(Dataset entries)
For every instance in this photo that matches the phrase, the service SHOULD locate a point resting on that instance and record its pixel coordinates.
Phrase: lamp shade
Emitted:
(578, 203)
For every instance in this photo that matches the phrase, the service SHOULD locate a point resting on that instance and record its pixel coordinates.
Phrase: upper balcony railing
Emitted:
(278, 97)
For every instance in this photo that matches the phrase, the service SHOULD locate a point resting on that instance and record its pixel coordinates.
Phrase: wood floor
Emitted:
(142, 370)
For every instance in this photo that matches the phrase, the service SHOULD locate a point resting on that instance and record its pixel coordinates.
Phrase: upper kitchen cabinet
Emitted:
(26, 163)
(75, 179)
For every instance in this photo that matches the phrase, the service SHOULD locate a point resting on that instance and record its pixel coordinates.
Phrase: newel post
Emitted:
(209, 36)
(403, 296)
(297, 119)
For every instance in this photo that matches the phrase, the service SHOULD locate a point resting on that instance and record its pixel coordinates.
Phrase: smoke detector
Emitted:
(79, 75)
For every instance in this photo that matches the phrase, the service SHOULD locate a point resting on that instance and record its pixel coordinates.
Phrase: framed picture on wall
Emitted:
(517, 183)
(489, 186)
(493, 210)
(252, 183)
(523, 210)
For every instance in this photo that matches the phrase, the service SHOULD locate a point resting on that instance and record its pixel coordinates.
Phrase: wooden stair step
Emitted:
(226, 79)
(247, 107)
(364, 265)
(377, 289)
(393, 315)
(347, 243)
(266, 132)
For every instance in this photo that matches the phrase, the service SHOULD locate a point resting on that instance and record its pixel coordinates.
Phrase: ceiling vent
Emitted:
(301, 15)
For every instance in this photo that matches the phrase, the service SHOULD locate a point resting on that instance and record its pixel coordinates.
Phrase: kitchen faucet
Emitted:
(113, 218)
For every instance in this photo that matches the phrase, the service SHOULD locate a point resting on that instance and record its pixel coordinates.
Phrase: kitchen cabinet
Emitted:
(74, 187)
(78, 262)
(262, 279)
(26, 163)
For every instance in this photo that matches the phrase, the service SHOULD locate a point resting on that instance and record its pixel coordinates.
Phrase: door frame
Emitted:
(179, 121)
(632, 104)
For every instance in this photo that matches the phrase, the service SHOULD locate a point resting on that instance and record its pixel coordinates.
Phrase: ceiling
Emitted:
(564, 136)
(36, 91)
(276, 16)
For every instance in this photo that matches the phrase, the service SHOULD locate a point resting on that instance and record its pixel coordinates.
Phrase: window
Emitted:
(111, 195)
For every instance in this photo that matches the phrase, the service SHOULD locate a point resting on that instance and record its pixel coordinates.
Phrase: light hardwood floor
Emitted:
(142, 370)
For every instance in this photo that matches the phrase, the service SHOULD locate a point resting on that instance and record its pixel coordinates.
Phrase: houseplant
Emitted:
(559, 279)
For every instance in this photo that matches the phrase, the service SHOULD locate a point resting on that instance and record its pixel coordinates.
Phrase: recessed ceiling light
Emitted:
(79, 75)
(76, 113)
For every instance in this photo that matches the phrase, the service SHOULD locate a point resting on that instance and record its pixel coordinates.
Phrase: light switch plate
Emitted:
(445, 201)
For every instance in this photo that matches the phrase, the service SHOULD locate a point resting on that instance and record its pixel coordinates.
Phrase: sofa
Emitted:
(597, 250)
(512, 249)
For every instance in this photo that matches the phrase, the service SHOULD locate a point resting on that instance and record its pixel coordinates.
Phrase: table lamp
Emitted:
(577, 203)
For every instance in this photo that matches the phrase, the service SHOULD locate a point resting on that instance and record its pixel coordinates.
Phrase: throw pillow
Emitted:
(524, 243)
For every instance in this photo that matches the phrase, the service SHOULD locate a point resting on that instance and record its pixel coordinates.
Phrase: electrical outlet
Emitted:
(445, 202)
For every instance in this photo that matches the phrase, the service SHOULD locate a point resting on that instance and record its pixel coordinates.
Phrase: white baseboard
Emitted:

▸ TASK STATEMENT:
Please print the records above exactly from their first line. End with the line containing "Phrase: ceiling vent", and include it.

▸ OUTPUT OF THE EXERCISE:
For every instance in this photo that matches the phrase, the service SHOULD locate a point resting on that instance and record its pixel coordinates.
Phrase: lamp shade
Emitted:
(578, 203)
For every instance in this photo that matches the phrase, the service SHOULD locate a point resting on that instance and record its pixel coordinates.
Phrase: upper balcony railing
Emitted:
(278, 97)
For every instance in this photo that matches the phrase, the service SHOULD locate a point resting on that instance and record its pixel coordinates.
Phrase: wood floor
Emitted:
(142, 370)
For every instance in this photo that matches the phrase, the service SHOULD locate a point resting on that instance and record its pixel coordinates.
Phrase: upper kitchen cabinet
Emitted:
(26, 163)
(75, 179)
For every instance in this photo that matches the phrase, the service SHOULD locate a point resting on that instance and record its pixel coordinates.
Phrase: newel post
Emitted:
(209, 36)
(403, 296)
(297, 119)
For every instance in this photo that matches the phrase, the service SHOULD locate a point resting on that instance and record its pixel coordinates.
Phrase: smoke detector
Emitted:
(79, 75)
For every instance in this photo that matches the phrase, the service SHOULD locate a point resting on that instance and record its pixel coordinates.
Phrase: framed picture on wall
Emitted:
(517, 183)
(489, 186)
(493, 210)
(252, 183)
(523, 210)
For every instance in this photo that matches the phrase, the service SHOULD locate a point resting on that instance and record its pixel coordinates.
Phrase: wooden stair step
Emitted:
(226, 79)
(247, 107)
(364, 265)
(377, 289)
(393, 315)
(347, 243)
(266, 132)
For every instance in this photo that matches the phrase, the service SHOULD locate a point resting on that instance and record its pixel coordinates.
Phrase: ceiling vent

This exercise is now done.